┌─ Passage provided
Until recently, what are known inside Meta as privacy and integrity reviews were conducted almost entirely by human evaluators.

But now, according to internal company documents obtained by NPR, up to 90% of all risk assessments will soon be automated.

In practice, this means things like critical updates to Meta's algorithms, new safety features and changes to how content is allowed to be shared across the company's platforms will be mostly approved by a system powered by artificial intelligence — no longer subject to scrutiny by staffers tasked with debating how a platform change could have unforeseen repercussions or be misused.

Inside Meta, the change is being viewed as a win for product developers, who will now be able to release app updates and features more quickly. But current and former Meta employees fear the new automation push comes at the cost of allowing AI to make tricky determinations about how Meta's apps could lead to real world harm.

"Insofar as this process functionally means more stuff launching faster, with less rigorous scrutiny and opposition, it means you're creating higher risks," said a former Meta executive who requested anonymity out of fear of retaliation from the company. "Negative externalities of product changes are less likely to be prevented before they start causing problems in the world."
└─
┌─ Dataset excerpts
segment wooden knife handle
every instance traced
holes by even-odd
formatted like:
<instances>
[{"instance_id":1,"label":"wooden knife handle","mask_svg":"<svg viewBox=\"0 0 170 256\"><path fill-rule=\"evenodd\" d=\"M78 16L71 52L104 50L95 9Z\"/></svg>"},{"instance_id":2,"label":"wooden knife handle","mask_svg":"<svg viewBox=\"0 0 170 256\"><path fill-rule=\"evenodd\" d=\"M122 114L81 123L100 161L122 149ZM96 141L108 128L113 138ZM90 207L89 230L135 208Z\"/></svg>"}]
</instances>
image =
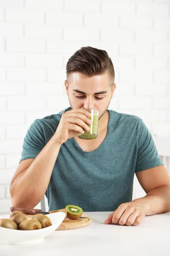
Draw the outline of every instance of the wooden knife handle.
<instances>
[{"instance_id":1,"label":"wooden knife handle","mask_svg":"<svg viewBox=\"0 0 170 256\"><path fill-rule=\"evenodd\" d=\"M14 212L14 211L20 211L20 212L22 212L25 214L33 215L35 215L35 212L40 213L42 211L42 210L40 209L33 209L30 208L14 207L11 207L10 211L12 212Z\"/></svg>"}]
</instances>

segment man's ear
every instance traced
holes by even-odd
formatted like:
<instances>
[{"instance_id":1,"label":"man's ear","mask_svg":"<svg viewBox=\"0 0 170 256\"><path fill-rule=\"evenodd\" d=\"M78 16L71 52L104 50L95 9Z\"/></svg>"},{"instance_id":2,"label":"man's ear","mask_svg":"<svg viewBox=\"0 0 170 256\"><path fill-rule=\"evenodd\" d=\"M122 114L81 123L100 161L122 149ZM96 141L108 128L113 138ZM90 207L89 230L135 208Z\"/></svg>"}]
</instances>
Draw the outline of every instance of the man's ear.
<instances>
[{"instance_id":1,"label":"man's ear","mask_svg":"<svg viewBox=\"0 0 170 256\"><path fill-rule=\"evenodd\" d=\"M67 96L68 96L68 85L67 80L64 81L64 85L65 86L65 92Z\"/></svg>"},{"instance_id":2,"label":"man's ear","mask_svg":"<svg viewBox=\"0 0 170 256\"><path fill-rule=\"evenodd\" d=\"M114 91L115 90L115 89L116 89L116 84L114 84L113 86L113 88L112 88L111 99L112 99L112 98L113 98L113 96Z\"/></svg>"}]
</instances>

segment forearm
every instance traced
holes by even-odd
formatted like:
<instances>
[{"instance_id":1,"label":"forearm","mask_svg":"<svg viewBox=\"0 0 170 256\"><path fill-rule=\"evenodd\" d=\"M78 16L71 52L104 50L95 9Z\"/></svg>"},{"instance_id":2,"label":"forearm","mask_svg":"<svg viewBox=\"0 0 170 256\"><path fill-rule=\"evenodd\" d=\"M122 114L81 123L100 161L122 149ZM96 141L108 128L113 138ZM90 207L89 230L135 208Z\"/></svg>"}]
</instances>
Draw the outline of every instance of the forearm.
<instances>
[{"instance_id":1,"label":"forearm","mask_svg":"<svg viewBox=\"0 0 170 256\"><path fill-rule=\"evenodd\" d=\"M33 208L47 189L61 145L53 137L30 166L17 176L11 189L14 206Z\"/></svg>"},{"instance_id":2,"label":"forearm","mask_svg":"<svg viewBox=\"0 0 170 256\"><path fill-rule=\"evenodd\" d=\"M146 215L154 215L170 211L170 186L163 186L150 191L144 198L135 199L142 204Z\"/></svg>"}]
</instances>

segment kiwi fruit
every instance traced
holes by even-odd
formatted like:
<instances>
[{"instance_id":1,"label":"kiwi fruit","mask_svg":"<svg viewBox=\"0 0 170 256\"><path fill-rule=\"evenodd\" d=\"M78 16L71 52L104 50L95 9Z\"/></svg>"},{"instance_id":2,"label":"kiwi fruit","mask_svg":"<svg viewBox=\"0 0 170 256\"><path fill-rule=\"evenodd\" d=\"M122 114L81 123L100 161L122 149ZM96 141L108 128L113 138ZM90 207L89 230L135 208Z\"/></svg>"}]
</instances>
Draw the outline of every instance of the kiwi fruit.
<instances>
[{"instance_id":1,"label":"kiwi fruit","mask_svg":"<svg viewBox=\"0 0 170 256\"><path fill-rule=\"evenodd\" d=\"M42 228L47 227L49 226L51 226L52 223L50 218L46 215L44 215L42 213L36 214L32 218L32 219L37 220L41 224Z\"/></svg>"},{"instance_id":2,"label":"kiwi fruit","mask_svg":"<svg viewBox=\"0 0 170 256\"><path fill-rule=\"evenodd\" d=\"M9 216L9 219L13 221L19 226L21 222L27 219L26 215L22 212L14 211Z\"/></svg>"},{"instance_id":3,"label":"kiwi fruit","mask_svg":"<svg viewBox=\"0 0 170 256\"><path fill-rule=\"evenodd\" d=\"M81 217L83 211L79 206L69 204L65 207L67 210L67 217L71 220L76 220Z\"/></svg>"},{"instance_id":4,"label":"kiwi fruit","mask_svg":"<svg viewBox=\"0 0 170 256\"><path fill-rule=\"evenodd\" d=\"M0 227L10 229L17 230L18 229L18 226L14 221L5 218L0 219Z\"/></svg>"},{"instance_id":5,"label":"kiwi fruit","mask_svg":"<svg viewBox=\"0 0 170 256\"><path fill-rule=\"evenodd\" d=\"M18 226L18 229L20 230L34 230L41 229L41 224L37 220L26 220L23 221Z\"/></svg>"}]
</instances>

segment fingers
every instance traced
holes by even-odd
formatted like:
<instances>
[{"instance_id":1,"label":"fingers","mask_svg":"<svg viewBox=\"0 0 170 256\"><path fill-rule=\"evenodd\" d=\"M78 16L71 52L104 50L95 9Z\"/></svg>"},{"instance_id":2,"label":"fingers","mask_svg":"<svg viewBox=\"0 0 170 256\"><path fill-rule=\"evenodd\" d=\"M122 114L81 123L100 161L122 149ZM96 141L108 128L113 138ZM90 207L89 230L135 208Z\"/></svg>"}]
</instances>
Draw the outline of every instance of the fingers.
<instances>
[{"instance_id":1,"label":"fingers","mask_svg":"<svg viewBox=\"0 0 170 256\"><path fill-rule=\"evenodd\" d=\"M66 122L70 124L77 125L79 126L80 126L80 127L84 128L85 131L89 131L90 129L89 126L84 122L80 118L77 117L68 117L65 119L65 122ZM69 125L68 127L69 128L70 127L70 125Z\"/></svg>"}]
</instances>

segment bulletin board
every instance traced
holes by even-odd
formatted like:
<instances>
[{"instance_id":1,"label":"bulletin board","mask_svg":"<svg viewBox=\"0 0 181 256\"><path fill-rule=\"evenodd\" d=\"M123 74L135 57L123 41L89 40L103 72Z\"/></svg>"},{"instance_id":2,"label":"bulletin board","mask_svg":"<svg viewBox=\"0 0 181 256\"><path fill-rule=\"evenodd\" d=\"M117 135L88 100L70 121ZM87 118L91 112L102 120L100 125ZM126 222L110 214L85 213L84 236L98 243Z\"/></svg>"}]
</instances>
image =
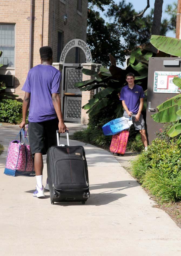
└─
# Exercise requirements
Transcribe the passage about Meta's risk reviews verbatim, from "In practice, this" up to and including "or be misused.". The data above is separate material and has no connection to the passage about Meta's risk reviews.

# Task solution
In practice, this means things like critical updates to Meta's algorithms, new safety features and changes to how content is allowed to be shared across the company's platforms will be mostly approved by a system powered by artificial intelligence — no longer subject to scrutiny by staffers tasked with debating how a platform change could have unforeseen repercussions or be misused.